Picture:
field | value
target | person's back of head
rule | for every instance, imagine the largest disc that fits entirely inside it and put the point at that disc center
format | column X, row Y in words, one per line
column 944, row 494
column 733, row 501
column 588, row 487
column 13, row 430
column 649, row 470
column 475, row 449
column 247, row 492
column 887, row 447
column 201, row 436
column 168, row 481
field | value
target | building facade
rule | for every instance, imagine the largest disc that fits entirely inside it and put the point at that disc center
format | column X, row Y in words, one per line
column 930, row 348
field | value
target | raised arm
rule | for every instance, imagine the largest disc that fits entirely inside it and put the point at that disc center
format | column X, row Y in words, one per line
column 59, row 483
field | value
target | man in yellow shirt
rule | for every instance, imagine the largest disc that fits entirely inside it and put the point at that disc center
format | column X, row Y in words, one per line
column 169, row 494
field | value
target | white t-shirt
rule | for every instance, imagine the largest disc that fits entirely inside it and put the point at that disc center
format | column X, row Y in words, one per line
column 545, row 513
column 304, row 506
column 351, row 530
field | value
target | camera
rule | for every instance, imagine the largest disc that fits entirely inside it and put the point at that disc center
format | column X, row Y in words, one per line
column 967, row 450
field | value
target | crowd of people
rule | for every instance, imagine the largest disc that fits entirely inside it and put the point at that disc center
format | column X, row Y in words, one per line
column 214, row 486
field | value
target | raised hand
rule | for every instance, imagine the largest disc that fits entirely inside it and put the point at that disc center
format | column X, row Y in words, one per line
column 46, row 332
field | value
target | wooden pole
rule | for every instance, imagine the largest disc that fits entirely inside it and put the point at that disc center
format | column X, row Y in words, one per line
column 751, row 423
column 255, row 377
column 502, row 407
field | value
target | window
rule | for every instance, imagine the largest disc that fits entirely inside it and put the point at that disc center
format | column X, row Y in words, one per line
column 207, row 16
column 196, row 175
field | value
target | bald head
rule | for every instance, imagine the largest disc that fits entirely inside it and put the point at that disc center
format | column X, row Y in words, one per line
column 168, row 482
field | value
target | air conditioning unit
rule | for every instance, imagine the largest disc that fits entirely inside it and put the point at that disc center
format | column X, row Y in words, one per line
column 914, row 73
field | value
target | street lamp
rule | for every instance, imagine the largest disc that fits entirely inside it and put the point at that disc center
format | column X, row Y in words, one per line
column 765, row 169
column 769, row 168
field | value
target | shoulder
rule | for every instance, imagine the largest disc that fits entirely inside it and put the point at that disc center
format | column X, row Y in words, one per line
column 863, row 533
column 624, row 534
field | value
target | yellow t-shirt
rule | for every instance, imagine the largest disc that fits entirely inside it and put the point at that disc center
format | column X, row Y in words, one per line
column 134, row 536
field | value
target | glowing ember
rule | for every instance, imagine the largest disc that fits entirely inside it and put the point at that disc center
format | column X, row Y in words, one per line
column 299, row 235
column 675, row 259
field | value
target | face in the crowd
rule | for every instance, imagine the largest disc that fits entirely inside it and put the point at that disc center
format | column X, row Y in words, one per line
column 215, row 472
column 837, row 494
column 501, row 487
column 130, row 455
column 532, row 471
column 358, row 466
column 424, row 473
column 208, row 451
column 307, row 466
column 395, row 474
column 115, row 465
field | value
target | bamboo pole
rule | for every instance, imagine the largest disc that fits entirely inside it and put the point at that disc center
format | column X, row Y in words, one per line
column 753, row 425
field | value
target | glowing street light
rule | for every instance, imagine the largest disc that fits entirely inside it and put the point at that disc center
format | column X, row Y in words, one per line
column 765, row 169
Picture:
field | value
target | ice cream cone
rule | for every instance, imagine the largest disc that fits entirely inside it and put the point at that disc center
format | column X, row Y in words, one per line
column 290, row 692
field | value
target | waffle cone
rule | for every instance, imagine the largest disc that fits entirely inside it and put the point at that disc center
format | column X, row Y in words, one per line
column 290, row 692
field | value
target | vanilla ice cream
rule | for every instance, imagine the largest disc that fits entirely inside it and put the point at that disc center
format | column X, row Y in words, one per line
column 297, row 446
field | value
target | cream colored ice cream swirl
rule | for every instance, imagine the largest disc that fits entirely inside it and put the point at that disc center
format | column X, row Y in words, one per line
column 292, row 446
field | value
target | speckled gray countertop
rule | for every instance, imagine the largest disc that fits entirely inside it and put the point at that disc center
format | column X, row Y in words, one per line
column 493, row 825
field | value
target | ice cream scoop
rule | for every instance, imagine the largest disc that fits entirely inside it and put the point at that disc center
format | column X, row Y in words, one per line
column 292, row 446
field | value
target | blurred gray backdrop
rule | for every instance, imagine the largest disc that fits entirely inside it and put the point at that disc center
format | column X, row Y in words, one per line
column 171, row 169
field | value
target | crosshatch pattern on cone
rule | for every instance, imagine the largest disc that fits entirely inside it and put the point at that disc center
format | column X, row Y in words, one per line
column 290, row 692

#### [Stated exercise]
Please render the records as a numbered list, from the start through the line with "column 168, row 481", and leave out blank lines.

#### [Written solution]
1. Picture:
2. field | value
3. target | person's back of head
4. rule | for every instance, imagine the largest disc that fits entirely inside it and put the point at that disc center
5. format | column X, row Y in words, one per line
6. column 944, row 494
7. column 733, row 501
8. column 588, row 487
9. column 13, row 430
10. column 649, row 470
11. column 475, row 449
12. column 247, row 492
13. column 887, row 447
14. column 201, row 436
15. column 168, row 481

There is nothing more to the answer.